• _REQUIREMENT_:
A word-for-word restatement of the full listing is required.

• _RECORDS PROVIDED_:
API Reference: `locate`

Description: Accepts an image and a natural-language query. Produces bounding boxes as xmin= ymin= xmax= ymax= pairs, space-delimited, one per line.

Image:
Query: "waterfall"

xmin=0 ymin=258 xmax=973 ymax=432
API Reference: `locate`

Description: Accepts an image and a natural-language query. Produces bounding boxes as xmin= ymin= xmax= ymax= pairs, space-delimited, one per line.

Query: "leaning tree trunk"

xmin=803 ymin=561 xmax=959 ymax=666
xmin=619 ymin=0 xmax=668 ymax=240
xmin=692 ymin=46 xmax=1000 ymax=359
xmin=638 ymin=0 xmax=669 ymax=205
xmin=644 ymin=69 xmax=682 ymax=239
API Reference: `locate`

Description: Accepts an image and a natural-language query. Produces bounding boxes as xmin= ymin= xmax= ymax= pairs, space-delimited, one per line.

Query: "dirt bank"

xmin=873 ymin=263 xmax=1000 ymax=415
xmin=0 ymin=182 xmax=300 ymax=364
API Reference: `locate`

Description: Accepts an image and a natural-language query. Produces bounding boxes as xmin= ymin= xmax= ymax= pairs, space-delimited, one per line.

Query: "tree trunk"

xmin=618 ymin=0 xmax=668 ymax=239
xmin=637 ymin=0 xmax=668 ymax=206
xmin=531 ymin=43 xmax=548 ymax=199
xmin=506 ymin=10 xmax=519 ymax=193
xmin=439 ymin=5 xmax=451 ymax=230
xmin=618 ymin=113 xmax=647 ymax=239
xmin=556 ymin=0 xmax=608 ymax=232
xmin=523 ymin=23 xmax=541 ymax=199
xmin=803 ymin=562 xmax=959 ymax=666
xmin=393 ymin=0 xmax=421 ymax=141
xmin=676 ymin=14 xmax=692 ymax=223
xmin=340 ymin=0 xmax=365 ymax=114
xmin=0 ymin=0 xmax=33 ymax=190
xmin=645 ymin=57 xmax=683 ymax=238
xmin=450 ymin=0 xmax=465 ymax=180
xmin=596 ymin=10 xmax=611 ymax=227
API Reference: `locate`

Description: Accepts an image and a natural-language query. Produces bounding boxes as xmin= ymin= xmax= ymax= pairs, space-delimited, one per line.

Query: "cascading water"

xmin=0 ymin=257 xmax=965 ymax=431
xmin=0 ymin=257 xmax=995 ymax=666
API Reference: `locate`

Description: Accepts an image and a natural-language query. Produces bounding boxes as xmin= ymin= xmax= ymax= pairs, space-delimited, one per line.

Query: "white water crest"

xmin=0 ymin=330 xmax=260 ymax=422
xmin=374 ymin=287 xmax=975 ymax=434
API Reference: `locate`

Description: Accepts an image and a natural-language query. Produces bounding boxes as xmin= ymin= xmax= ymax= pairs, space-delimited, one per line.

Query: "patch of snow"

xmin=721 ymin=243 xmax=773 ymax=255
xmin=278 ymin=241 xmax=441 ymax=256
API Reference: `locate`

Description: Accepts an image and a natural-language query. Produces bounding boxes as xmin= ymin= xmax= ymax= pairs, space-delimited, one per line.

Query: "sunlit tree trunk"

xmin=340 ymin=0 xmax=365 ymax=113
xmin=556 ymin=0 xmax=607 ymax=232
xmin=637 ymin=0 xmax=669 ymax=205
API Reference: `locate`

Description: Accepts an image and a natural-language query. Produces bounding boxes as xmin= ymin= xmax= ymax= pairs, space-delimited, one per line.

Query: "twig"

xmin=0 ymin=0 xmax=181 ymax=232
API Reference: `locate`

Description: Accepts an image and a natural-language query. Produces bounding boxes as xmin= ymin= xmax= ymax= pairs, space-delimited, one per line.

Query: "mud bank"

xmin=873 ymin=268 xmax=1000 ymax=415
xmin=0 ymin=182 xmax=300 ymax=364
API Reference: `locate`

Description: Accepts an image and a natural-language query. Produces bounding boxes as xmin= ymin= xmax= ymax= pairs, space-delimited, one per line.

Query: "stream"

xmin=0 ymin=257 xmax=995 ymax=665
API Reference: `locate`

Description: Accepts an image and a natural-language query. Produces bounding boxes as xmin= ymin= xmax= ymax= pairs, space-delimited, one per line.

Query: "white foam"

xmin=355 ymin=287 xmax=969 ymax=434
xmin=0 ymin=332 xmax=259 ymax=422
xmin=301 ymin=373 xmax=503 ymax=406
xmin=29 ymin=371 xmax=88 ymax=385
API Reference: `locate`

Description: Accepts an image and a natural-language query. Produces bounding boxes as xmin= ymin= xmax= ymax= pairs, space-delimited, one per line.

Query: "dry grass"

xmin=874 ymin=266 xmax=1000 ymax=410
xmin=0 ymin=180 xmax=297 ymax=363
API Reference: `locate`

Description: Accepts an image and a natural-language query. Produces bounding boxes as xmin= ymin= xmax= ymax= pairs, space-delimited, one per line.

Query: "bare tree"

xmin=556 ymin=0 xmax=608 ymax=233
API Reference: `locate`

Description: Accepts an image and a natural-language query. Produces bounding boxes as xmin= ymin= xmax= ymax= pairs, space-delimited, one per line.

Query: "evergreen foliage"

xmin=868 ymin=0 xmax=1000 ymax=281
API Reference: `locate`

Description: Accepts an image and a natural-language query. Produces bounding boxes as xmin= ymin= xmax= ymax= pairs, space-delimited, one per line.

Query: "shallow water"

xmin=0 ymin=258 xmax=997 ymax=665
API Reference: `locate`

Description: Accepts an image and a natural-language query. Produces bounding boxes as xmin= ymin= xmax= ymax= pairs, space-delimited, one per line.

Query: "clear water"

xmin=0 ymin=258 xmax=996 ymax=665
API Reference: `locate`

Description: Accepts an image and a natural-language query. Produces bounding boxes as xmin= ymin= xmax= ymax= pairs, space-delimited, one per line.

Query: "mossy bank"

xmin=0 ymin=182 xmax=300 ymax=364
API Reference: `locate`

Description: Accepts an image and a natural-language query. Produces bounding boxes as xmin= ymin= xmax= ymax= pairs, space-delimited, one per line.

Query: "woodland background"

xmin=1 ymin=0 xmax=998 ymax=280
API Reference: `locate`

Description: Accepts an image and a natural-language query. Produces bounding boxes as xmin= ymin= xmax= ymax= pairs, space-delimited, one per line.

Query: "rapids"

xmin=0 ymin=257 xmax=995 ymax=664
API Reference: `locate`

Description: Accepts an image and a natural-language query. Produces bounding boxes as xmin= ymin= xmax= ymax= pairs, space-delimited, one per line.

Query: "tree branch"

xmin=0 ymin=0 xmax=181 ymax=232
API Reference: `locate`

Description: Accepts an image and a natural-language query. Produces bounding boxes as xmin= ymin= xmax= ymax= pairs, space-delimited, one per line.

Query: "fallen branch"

• _EXPECTED OUTPUT_:
API Reference: `locate`

Description: Accepts an image and a natural-language query. Produces bounding boxes as xmin= ymin= xmax= ymax= pairs, space-delimited, one per line.

Image:
Query: "waterfall"

xmin=0 ymin=258 xmax=973 ymax=432
API Reference: `locate`

Description: Accepts an image and a natural-language query. Produces bounding boxes as xmin= ymin= xmax= ymax= pairs, space-delimited, one per line.

Query: "leaning tree trunk"

xmin=803 ymin=561 xmax=959 ymax=666
xmin=619 ymin=0 xmax=668 ymax=240
xmin=692 ymin=46 xmax=1000 ymax=359
xmin=638 ymin=0 xmax=669 ymax=205
xmin=644 ymin=69 xmax=682 ymax=239
API Reference: `locate`

Description: Accepts an image and a natural-language query. Produces bounding boxes as xmin= ymin= xmax= ymax= pairs, space-delimited, one per line.

Query: "dirt bank"

xmin=873 ymin=263 xmax=1000 ymax=415
xmin=0 ymin=182 xmax=300 ymax=364
API Reference: `locate`

Description: Accepts an image and a natural-language query. Produces bounding boxes as xmin= ymin= xmax= ymax= pairs, space-delimited, one per line.

Query: "tree trunk"

xmin=618 ymin=0 xmax=668 ymax=239
xmin=637 ymin=0 xmax=668 ymax=206
xmin=531 ymin=43 xmax=548 ymax=199
xmin=506 ymin=10 xmax=519 ymax=193
xmin=439 ymin=5 xmax=451 ymax=230
xmin=618 ymin=113 xmax=647 ymax=239
xmin=556 ymin=0 xmax=608 ymax=232
xmin=523 ymin=23 xmax=541 ymax=199
xmin=803 ymin=562 xmax=959 ymax=666
xmin=393 ymin=0 xmax=421 ymax=141
xmin=676 ymin=14 xmax=692 ymax=223
xmin=340 ymin=0 xmax=365 ymax=114
xmin=0 ymin=0 xmax=33 ymax=190
xmin=645 ymin=57 xmax=683 ymax=238
xmin=450 ymin=0 xmax=465 ymax=180
xmin=596 ymin=10 xmax=611 ymax=227
API Reference: `locate`

Description: Accepts an image and a natural-language query. Produces bounding boxes as xmin= ymin= xmax= ymax= pairs, space-delimited, one per line.

Query: "cascading water"

xmin=0 ymin=257 xmax=965 ymax=431
xmin=0 ymin=257 xmax=995 ymax=666
API Reference: `locate`

Description: Accepts an image and a natural-language query. Produces bounding boxes as xmin= ymin= xmax= ymax= pairs, space-delimited, one per line.

Query: "white water crest"

xmin=0 ymin=330 xmax=260 ymax=422
xmin=374 ymin=287 xmax=975 ymax=434
API Reference: `locate`

Description: Accepts an image and a natural-language query. Produces bounding boxes as xmin= ymin= xmax= ymax= pairs, space-delimited, one per line.

Query: "patch of snow"

xmin=721 ymin=243 xmax=773 ymax=255
xmin=278 ymin=241 xmax=441 ymax=256
API Reference: `locate`

Description: Accepts an image and a natural-language query. Produces bounding boxes as xmin= ymin= xmax= ymax= pairs, space-delimited, one per line.

Query: "sunlit tree trunk"

xmin=340 ymin=0 xmax=365 ymax=113
xmin=556 ymin=0 xmax=607 ymax=232
xmin=637 ymin=0 xmax=669 ymax=205
API Reference: `locate`

Description: Accepts an image and a natural-language query. Produces bounding boxes as xmin= ymin= xmax= ymax= pairs, space-delimited, one per line.

Query: "twig"

xmin=0 ymin=0 xmax=181 ymax=232
API Reference: `locate`

Description: Accepts an image and a natural-language query. Produces bounding boxes as xmin= ymin= xmax= ymax= pairs, space-delimited, one per line.

Query: "mud bank"

xmin=873 ymin=268 xmax=1000 ymax=415
xmin=0 ymin=182 xmax=300 ymax=364
API Reference: `locate`

Description: Accepts an image and a natural-language query. Produces bounding boxes as xmin= ymin= xmax= ymax= pairs, space-delimited, one per line.

Query: "stream"

xmin=0 ymin=257 xmax=995 ymax=665
API Reference: `locate`

Description: Accepts an image and a natural-language query. Produces bounding boxes as xmin= ymin= xmax= ymax= pairs, space-delimited, one per line.

Query: "white foam"

xmin=355 ymin=287 xmax=969 ymax=434
xmin=0 ymin=332 xmax=259 ymax=422
xmin=301 ymin=373 xmax=503 ymax=406
xmin=29 ymin=371 xmax=88 ymax=385
API Reference: `locate`

Description: Accepts an image and a natural-language query. Produces bounding boxes as xmin= ymin= xmax= ymax= pairs, space-delimited, one per line.

Query: "dry grass"

xmin=874 ymin=266 xmax=1000 ymax=410
xmin=0 ymin=180 xmax=297 ymax=363
API Reference: `locate`

Description: Accepts an image and a natural-language query. Produces bounding boxes as xmin= ymin= xmax= ymax= pairs, space-delimited, one per line.

Query: "bare tree"

xmin=556 ymin=0 xmax=608 ymax=233
API Reference: `locate`

Description: Accepts an image and a natural-language query. Produces bounding boxes as xmin= ymin= xmax= ymax= pairs, space-delimited, one per line.

Query: "evergreen foliage"

xmin=868 ymin=0 xmax=1000 ymax=281
API Reference: `locate`

Description: Accepts an image and a natural-language query. Produces bounding boxes as xmin= ymin= xmax= ymax= pairs, space-delimited, one per line.

Query: "shallow water"

xmin=0 ymin=258 xmax=997 ymax=665
API Reference: `locate`

Description: Accepts an image and a natural-language query. Produces bounding boxes as xmin= ymin= xmax= ymax= pairs, space-delimited, one per line.

Query: "clear water"

xmin=0 ymin=258 xmax=996 ymax=665
API Reference: `locate`

Description: Accepts an image and a natural-language query. Produces bounding boxes as xmin= ymin= xmax= ymax= pairs, space-delimited, one per line.

Query: "mossy bank"

xmin=0 ymin=182 xmax=300 ymax=364
API Reference: `locate`

Description: Accepts an image and a natural-language query. Produces bounding boxes as xmin= ymin= xmax= ymax= pairs, space-delimited, one per line.

Query: "woodland background"

xmin=1 ymin=0 xmax=998 ymax=280
API Reference: `locate`

Description: Accepts an image and a natural-language query. Produces bounding boxes as xmin= ymin= xmax= ymax= pairs, space-delimited, one per line.

Query: "rapids"

xmin=0 ymin=257 xmax=995 ymax=664
API Reference: `locate`

Description: Accepts an image and a natural-language query. Produces bounding boxes as xmin= ymin= xmax= ymax= pairs, space-delimited, one per line.

Query: "tree branch"

xmin=0 ymin=0 xmax=181 ymax=232
API Reference: `locate`

Description: Accepts an image and a natural-language query. Produces bounding boxes as xmin= ymin= xmax= ymax= pairs, space-delimited, one per line.

Query: "fallen branch"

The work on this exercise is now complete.